● Goal
Report each line of the items below that contains the word "cliff", copying every such line in full. Case counts when matching.

● Material provided
————
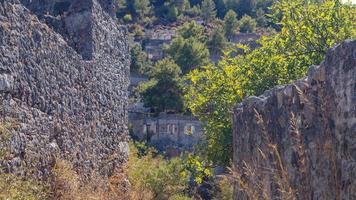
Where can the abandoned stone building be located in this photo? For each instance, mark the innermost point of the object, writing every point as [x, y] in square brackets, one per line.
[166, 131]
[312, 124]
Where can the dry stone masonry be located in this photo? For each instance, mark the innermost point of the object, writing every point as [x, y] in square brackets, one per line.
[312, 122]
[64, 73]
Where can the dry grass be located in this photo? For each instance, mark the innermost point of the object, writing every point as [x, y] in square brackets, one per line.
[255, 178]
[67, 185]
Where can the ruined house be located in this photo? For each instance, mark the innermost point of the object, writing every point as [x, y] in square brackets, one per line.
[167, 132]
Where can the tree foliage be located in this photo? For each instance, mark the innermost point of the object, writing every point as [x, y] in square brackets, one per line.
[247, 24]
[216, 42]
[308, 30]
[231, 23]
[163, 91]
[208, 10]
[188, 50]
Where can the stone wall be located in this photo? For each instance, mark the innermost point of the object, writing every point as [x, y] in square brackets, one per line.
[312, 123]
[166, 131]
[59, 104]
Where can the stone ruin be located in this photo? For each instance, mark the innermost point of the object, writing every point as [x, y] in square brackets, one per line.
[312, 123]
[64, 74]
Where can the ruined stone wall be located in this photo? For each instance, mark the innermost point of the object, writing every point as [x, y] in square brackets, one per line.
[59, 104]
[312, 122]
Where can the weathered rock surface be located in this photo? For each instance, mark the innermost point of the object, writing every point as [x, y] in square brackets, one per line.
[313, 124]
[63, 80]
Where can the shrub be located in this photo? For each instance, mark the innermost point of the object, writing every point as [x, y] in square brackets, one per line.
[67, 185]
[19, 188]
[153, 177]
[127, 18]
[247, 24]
————
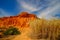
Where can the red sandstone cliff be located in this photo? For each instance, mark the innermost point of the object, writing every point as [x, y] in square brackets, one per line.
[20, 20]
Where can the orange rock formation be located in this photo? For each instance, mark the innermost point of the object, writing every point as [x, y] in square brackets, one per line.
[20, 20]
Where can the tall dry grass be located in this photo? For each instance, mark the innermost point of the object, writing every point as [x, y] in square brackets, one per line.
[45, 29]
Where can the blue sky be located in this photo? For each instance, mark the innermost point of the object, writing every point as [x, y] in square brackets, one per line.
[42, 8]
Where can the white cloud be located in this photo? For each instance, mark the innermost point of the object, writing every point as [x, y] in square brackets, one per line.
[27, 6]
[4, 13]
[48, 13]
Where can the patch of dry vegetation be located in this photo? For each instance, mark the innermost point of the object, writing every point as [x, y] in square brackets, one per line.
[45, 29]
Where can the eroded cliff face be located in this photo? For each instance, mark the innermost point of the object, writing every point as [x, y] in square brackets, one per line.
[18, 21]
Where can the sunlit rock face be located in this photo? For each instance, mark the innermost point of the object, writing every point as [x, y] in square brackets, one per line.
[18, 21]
————
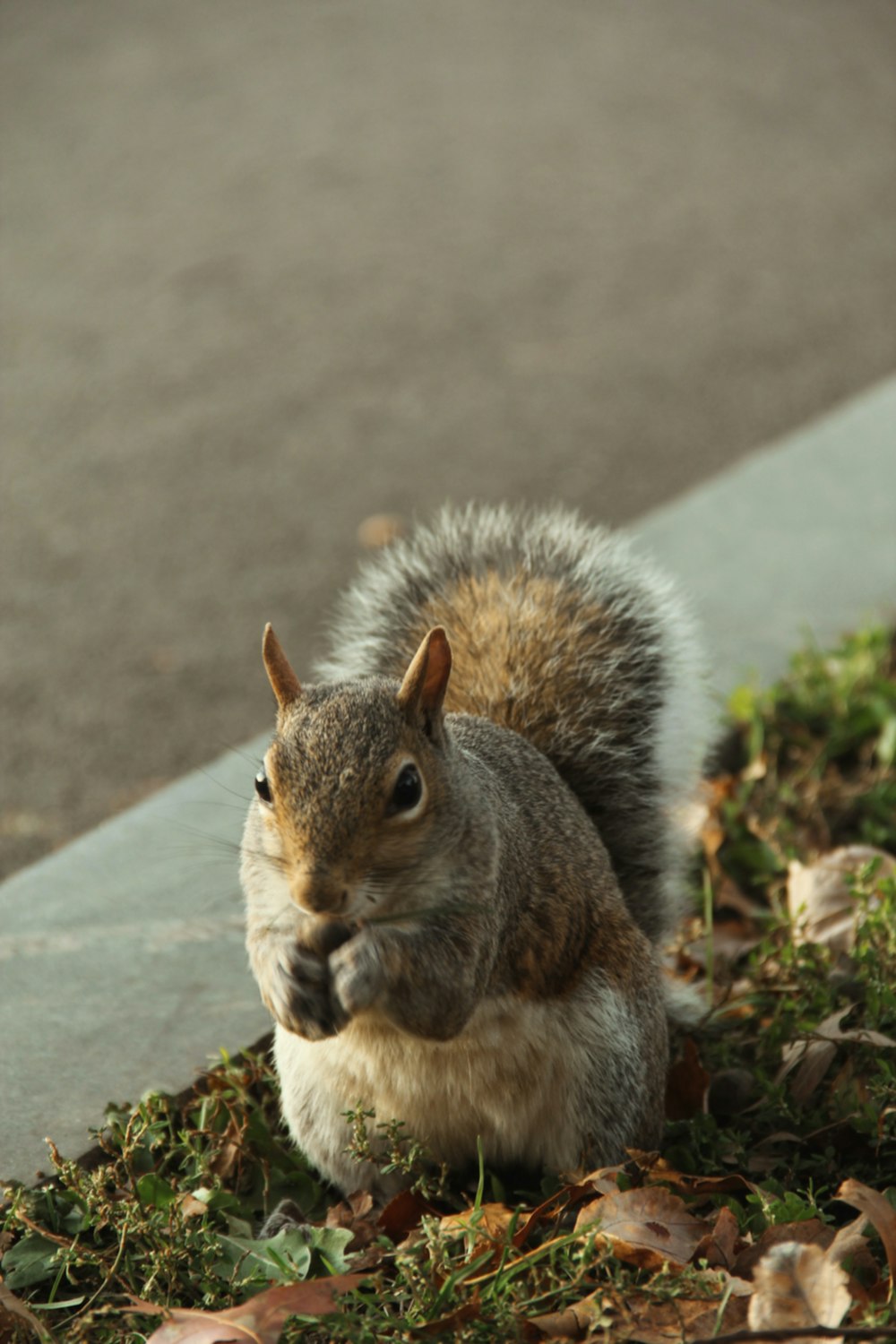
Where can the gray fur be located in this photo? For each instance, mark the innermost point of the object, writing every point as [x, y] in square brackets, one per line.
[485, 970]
————
● Task output
Where can the red sandstone cliff be located in this photo? For each instance, mark the innermost point of the object, writing every point as [x, y] in square brackets, one per line.
Where can the eroded cliff face be located in this photo? For each instance, mark the innermost point of the object, writing every point as [x, y] in square brackets, one per line.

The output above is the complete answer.